== TRAVAIL À RÉALISER ==
a: Pouvez-vous réécrire le passage de l'extrait sur le parcours d'Omar, en commençant par « De la chimie » et en allant jusqu'à « fac de chimie. », en remplaçant « chimie » par « physique » ?
b: Dans l'extrait sur le parcours d'Omar :
(i) Quel âge a Omar ?
(ii) Dans quel pays est-il né ?
(iii) Quel poste occupe-t-il au restaurant universitaire ?

== EXTRAIT SOURCE ==

Premières cibles des discours de l’extrême droite : les étrangers installés en France. Rencontres à Strasbourg avec Omar, Oleksandra et Lai Yan, partis de leur pays natal ni par facilité, ni par opportunisme. Au bout de leur chemins, cette binationalité ciblée par le Rassemblement national dans l’une de ses mesures phares pendant la campagne des élections législatives 2024.

Émigrer pour avoir le droit d’étudier

Dans la cuisine commune de sa résidence universitaire, en pleine journée, Omar, 24 ans, ne passe pas inaperçu. Ses yeux rieurs lui ont ouvert beaucoup de portes depuis cinq ans qu’il vit à dans le quartier étudiant de la Krutenau. « Comment tu vas Omar ? », lui demande Esranur, une camarade de promotion en civilisation anglaise. Ils discutent notes, professeurs, partiels. Puis Omar l’informe : il est sur le point de raconter son histoire, sa migration depuis le Yémen. Esranur ouvre les yeux, soudain curieuse : « Ça te dérange si je reste écouter ? » 

Omar est né en Arabie Saoudite de parents immigrés yéménites. Il y a grandi et a toujours supporté le club de football local d’Al-Hilal. Mais il n’a jamais eu droit à la nationalité saoudienne. Il explique : « Les Yéménites en sont exclus d’office. L’Arabie Saoudite a besoin des travailleurs pour leur économie mais ensuite leurs enfants ne sont pas reconnus comme des égaux des Saoudiens. »

Le jeune homme se souvient en particulier d’un concours scolaire où le vainqueur recevait le droit d’être félicité par le prince. Il l’avait emporté, mais l’administration a refusé de lui accorder la récompense et a choisi le premier camarade de classe saoudien. « Ça encore, c’était symbolique, raconte l’étudiant, mais le pire, c’est quand tu as de très bons résultats à l’école, que tu postules à l’université et qu’on te refuse l’entrée. Là, ça devient concret. »

De la chimie à l’étude des langues

Le départ d’Omar pour la France n’allait pas de soi. Avant d’arriver en Europe, il ne parlait pas un mot de français. Ses parents étaient effrayés à l’idée qu’il aille vivre dans un monde « si différent » du leur, si lointain. Mais Omar insiste : il veut « y arriver ». Il choisit la France après avoir entendu parler d’une bourse applicable dans ce pays. Il s’inscrit donc d’abord à la fac de chimie.

Mais une fois sur place, Omar comprend rapidement qu’il est plus doué pour les langues. Il est aujourd’hui quasiment bilingue en arabe et en français. Il converse aisément en anglais et a entrepris d’apprendre l’espagnol et l’italien en plus.

Omar enchaîne les petits boulots pour financer ses études et envoyer le peu d’argent qui (lui) reste en plus tous les mois à ses parents. Aujourd’hui, il travaille au restaurant universitaire comme plongeur, doit se lever « très tôt » et se coucher « souvent très tard » pour mener de front ses études et ce travail.

Annotations de position:
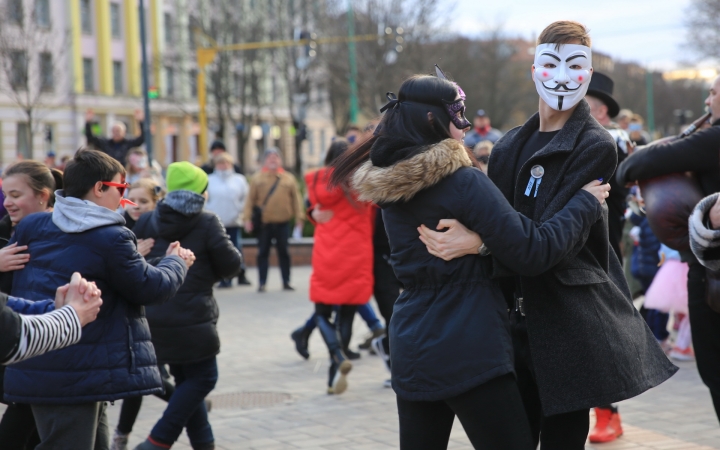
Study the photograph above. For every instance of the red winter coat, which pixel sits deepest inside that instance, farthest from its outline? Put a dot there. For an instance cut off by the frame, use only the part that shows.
(343, 251)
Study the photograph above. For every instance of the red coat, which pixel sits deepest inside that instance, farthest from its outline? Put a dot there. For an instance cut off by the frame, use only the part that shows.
(343, 251)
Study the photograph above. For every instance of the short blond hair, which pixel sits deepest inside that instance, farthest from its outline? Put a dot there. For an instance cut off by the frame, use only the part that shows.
(565, 32)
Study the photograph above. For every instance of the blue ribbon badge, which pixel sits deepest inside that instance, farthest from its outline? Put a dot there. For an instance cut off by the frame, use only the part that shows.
(536, 174)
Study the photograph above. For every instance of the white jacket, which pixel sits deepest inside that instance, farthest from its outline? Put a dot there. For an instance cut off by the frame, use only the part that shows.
(227, 192)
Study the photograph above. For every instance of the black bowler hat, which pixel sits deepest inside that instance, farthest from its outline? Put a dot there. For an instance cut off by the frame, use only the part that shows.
(601, 87)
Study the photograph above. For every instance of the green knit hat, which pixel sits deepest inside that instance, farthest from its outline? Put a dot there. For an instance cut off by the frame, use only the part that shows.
(186, 176)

== RÉSULTATS PAR TÂCHE ==
a:
De la physique à l’étude des langues

Le départ d’Omar pour la France n’allait pas de soi. Avant d’arriver en Europe, il ne parlait pas un mot de français. Ses parents étaient effrayés à l’idée qu’il aille vivre dans un monde « si différent » du leur, si lointain. Mais Omar insiste : il veut « y arriver ». Il choisit la France après avoir entendu parler d’une bourse applicable dans ce pays. Il s’inscrit donc d’abord à la fac de physique.

b:
(i) 24 ans.
(ii) En Arabie Saoudite.
(iii) Plongeur.